_RECORDS SUPPLIED_
____________________
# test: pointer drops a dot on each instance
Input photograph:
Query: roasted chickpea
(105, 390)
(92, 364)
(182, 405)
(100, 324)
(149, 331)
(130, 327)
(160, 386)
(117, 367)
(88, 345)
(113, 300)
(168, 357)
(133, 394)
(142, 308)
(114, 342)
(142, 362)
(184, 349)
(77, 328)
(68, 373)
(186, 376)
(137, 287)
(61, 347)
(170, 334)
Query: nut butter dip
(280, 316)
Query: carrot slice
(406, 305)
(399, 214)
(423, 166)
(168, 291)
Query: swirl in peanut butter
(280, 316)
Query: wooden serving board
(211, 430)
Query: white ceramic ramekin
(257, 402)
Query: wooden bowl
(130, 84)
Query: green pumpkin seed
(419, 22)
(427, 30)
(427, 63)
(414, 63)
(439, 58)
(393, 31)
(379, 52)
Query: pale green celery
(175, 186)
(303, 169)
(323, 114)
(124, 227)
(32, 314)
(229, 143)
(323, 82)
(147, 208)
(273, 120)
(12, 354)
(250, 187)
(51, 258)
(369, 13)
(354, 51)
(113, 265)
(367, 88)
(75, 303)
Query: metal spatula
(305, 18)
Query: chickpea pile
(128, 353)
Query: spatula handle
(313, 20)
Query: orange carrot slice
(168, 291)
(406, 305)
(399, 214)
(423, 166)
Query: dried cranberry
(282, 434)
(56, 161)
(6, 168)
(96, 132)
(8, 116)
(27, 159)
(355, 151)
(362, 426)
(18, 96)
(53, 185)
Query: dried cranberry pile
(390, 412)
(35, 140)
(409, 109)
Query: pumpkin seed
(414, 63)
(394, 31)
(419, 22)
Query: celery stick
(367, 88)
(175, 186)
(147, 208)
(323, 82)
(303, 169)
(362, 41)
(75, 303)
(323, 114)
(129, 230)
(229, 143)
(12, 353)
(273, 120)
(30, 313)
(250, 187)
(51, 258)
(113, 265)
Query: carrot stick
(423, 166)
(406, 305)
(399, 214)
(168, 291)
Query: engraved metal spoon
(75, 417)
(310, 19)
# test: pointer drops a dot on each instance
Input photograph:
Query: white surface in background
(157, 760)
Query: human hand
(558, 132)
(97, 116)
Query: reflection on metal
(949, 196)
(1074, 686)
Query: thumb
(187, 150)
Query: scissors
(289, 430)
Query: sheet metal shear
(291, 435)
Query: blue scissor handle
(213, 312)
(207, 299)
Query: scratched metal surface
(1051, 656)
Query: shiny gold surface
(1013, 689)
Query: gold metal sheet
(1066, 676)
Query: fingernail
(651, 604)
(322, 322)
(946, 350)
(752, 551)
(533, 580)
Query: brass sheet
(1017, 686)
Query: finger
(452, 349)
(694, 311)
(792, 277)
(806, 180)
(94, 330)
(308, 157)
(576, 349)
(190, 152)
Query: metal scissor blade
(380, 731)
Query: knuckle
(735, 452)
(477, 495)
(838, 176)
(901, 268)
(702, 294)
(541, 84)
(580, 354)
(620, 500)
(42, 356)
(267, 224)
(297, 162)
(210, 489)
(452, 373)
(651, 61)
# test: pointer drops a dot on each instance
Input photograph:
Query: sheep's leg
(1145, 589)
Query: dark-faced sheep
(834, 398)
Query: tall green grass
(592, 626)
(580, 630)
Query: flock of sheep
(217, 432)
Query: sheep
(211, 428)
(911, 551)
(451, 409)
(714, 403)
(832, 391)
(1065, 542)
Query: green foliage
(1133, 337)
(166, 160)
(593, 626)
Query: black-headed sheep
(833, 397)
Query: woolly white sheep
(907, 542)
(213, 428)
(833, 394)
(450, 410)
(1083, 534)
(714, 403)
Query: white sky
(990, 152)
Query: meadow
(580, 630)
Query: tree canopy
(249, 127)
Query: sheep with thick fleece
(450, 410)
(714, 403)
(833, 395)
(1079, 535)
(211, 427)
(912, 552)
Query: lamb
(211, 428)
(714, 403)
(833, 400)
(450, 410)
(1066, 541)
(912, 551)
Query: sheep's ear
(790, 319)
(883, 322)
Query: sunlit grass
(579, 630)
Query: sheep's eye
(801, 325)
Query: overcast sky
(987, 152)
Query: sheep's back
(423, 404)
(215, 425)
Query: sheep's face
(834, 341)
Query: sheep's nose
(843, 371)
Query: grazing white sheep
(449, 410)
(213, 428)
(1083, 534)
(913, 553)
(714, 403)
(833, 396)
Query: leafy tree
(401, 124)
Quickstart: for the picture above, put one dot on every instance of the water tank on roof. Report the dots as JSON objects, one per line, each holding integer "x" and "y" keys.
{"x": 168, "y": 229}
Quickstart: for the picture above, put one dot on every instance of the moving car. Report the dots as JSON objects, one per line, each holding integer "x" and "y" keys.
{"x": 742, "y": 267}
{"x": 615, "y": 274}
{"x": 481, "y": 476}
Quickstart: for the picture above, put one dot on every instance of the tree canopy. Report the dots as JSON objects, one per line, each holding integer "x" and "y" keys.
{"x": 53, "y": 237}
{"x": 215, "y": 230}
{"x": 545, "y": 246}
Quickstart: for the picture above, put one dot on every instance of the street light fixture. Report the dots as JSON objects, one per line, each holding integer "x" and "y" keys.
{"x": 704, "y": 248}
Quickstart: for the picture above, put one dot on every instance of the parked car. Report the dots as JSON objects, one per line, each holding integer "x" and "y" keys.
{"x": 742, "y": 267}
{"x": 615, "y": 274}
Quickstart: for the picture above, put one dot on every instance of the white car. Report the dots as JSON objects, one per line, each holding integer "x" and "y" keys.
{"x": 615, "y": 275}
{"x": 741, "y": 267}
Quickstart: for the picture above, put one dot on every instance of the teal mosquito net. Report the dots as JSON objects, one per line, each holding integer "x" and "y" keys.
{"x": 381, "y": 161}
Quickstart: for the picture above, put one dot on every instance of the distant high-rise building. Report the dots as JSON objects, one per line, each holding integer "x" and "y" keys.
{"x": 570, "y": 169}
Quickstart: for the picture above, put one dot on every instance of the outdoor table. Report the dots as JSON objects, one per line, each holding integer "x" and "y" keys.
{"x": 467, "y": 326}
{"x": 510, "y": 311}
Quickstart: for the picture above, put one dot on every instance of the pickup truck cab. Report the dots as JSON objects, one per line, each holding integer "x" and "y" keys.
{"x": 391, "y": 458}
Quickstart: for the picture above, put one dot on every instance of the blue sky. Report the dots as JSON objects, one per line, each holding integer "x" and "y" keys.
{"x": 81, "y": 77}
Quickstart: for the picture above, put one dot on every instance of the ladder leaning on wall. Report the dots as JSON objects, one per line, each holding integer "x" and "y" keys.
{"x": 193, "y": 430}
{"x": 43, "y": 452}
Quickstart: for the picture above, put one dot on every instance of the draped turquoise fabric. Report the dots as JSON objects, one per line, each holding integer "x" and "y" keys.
____________________
_YOUR GOAL_
The full set of entries, copied exactly, is the expected answer.

_ANSWER TO THE PROBLEM_
# test: pointer drops a dot on each instance
Input photograph:
Query: roasted chickpea
(105, 390)
(92, 364)
(182, 405)
(100, 324)
(149, 331)
(130, 327)
(160, 386)
(117, 367)
(88, 345)
(113, 300)
(168, 357)
(133, 394)
(142, 308)
(114, 342)
(142, 362)
(184, 349)
(77, 328)
(68, 373)
(186, 376)
(137, 287)
(61, 347)
(170, 334)
Query: nut butter dip
(280, 316)
Query: carrot slice
(406, 305)
(399, 214)
(423, 166)
(168, 291)
Query: swirl in peanut butter
(280, 316)
Query: wooden serving board
(211, 430)
Query: white ceramic ramekin
(257, 402)
Query: wooden bowl
(130, 84)
Query: green pumpkin seed
(419, 22)
(427, 30)
(427, 63)
(414, 63)
(439, 58)
(393, 31)
(379, 52)
Query: pale green celery
(175, 186)
(303, 169)
(323, 114)
(124, 227)
(32, 314)
(229, 143)
(323, 82)
(147, 208)
(273, 120)
(12, 354)
(250, 187)
(51, 258)
(369, 13)
(354, 51)
(113, 265)
(367, 88)
(75, 303)
Query: metal spatula
(305, 18)
Query: chickpea pile
(128, 353)
Query: spatula handle
(313, 20)
Query: orange carrot slice
(168, 291)
(406, 305)
(399, 214)
(423, 166)
Query: dried cranberry
(282, 434)
(56, 161)
(6, 168)
(96, 132)
(8, 116)
(27, 159)
(355, 151)
(362, 426)
(18, 96)
(53, 185)
Query: dried cranberry pile
(390, 412)
(35, 140)
(409, 109)
Query: pumpkin seed
(414, 63)
(394, 31)
(419, 22)
Query: celery stick
(367, 88)
(175, 186)
(147, 208)
(323, 82)
(303, 169)
(362, 41)
(75, 303)
(323, 114)
(129, 230)
(229, 143)
(12, 353)
(273, 120)
(30, 313)
(250, 187)
(51, 258)
(113, 265)
Query: carrot stick
(423, 166)
(406, 305)
(399, 214)
(168, 291)
Query: engraved metal spoon
(75, 417)
(310, 19)
# test: pointer drops a dot on each instance
Input photograph:
Query: white surface in background
(157, 760)
Query: human hand
(558, 132)
(97, 116)
Query: reflection on metal
(949, 196)
(1074, 686)
Query: thumb
(187, 150)
Query: scissors
(289, 430)
Query: sheet metal shear
(291, 435)
Query: blue scissor handle
(213, 312)
(207, 299)
Query: scratched metal surface
(1051, 656)
Query: shiny gold surface
(1013, 689)
Query: gold metal sheet
(1066, 676)
Query: fingernail
(651, 604)
(322, 322)
(946, 350)
(752, 551)
(533, 580)
Query: brass sheet
(1017, 686)
Query: finger
(452, 349)
(694, 311)
(792, 277)
(806, 180)
(94, 330)
(308, 157)
(576, 349)
(190, 152)
Query: metal scissor blade
(380, 731)
Query: knuckle
(735, 452)
(477, 495)
(838, 176)
(901, 268)
(702, 294)
(541, 84)
(580, 354)
(620, 500)
(42, 356)
(267, 224)
(297, 162)
(210, 489)
(452, 373)
(651, 61)
# test: pointer drops a dot on each instance
Input photograph:
Query: sheep's leg
(1145, 589)
Query: dark-faced sheep
(834, 398)
Query: tall green grass
(592, 626)
(580, 630)
Query: flock of sheep
(217, 432)
Query: sheep
(211, 428)
(911, 551)
(451, 409)
(714, 403)
(832, 391)
(1065, 542)
Query: green foliage
(1133, 337)
(166, 160)
(593, 626)
Query: black-headed sheep
(833, 397)
Query: woolly white sheep
(907, 542)
(213, 428)
(833, 394)
(450, 410)
(1083, 534)
(714, 403)
Query: white sky
(990, 152)
Query: meadow
(580, 630)
Query: tree canopy
(249, 127)
Query: sheep with thick fleece
(450, 410)
(714, 403)
(833, 395)
(1079, 535)
(211, 427)
(912, 552)
Query: lamb
(211, 428)
(714, 403)
(833, 400)
(450, 410)
(1066, 541)
(912, 551)
Query: sheep's ear
(790, 319)
(883, 322)
Query: sunlit grass
(579, 630)
Query: sheep's eye
(801, 325)
Query: overcast sky
(987, 152)
Query: sheep's back
(423, 404)
(215, 425)
Query: sheep's face
(834, 341)
Query: sheep's nose
(843, 371)
Query: grazing white sheep
(449, 410)
(213, 428)
(1083, 534)
(913, 553)
(714, 403)
(833, 396)
Query: leafy tree
(401, 124)
Quickstart: for the picture above, put one dot on every instance of the water tank on roof. Report the dots as JSON objects, one per line, each holding integer "x" and "y" keys.
{"x": 168, "y": 229}
Quickstart: for the picture above, put one dot on every instance of the moving car. Report the dots as JSON objects, one per line, each holding integer "x" and "y" keys.
{"x": 742, "y": 267}
{"x": 615, "y": 274}
{"x": 481, "y": 476}
Quickstart: for the picture above, put one dot on every instance of the tree canopy. Report the dots as JSON objects, one per line, each holding integer "x" and "y" keys.
{"x": 53, "y": 237}
{"x": 215, "y": 230}
{"x": 545, "y": 246}
Quickstart: for the picture above, put one dot on every instance of the street light fixture. Report the dots as JSON objects, one per line, each holding integer "x" and "y" keys.
{"x": 704, "y": 248}
Quickstart: for the picture above, put one dot on every instance of the parked car. Report the dots as JSON objects, one per line, each holding integer "x" and "y" keys.
{"x": 742, "y": 267}
{"x": 615, "y": 274}
Quickstart: for the picture above, put one dot on every instance of the white car. Report the dots as JSON objects, one per line, each holding integer "x" and "y" keys.
{"x": 615, "y": 275}
{"x": 741, "y": 267}
Quickstart: for the picture above, put one dot on every instance of the teal mosquito net. Report the dots as JSON objects, one per line, each holding integer "x" and "y" keys.
{"x": 381, "y": 161}
Quickstart: for the picture above, put one dot on every instance of the distant high-rise building. Report the dots as JSON objects, one per line, each holding integer "x" and "y" keys.
{"x": 570, "y": 169}
Quickstart: for the picture above, put one dot on every instance of the outdoor table. Report the dots as JSON objects, one per line, each holding integer "x" and "y" keys.
{"x": 467, "y": 326}
{"x": 510, "y": 311}
Quickstart: for the picture above, put one dot on every instance of the pickup truck cab. Report the dots as JSON objects, one per line, each holding integer "x" and "y" keys.
{"x": 391, "y": 458}
Quickstart: for the picture above, put one dot on every instance of the blue sky. Report the dots as JSON objects, one per line, each holding integer "x" and "y" keys.
{"x": 81, "y": 77}
Quickstart: for the picture above, put one dot on every instance of the ladder leaning on wall. Report the dots as JSON objects, one per line, each holding integer "x" and "y" keys.
{"x": 193, "y": 430}
{"x": 43, "y": 452}
Quickstart: for the picture above, put one dot on every instance of the draped turquoise fabric. Report the dots as JSON objects, one per line, each holding integer "x" and "y" keys.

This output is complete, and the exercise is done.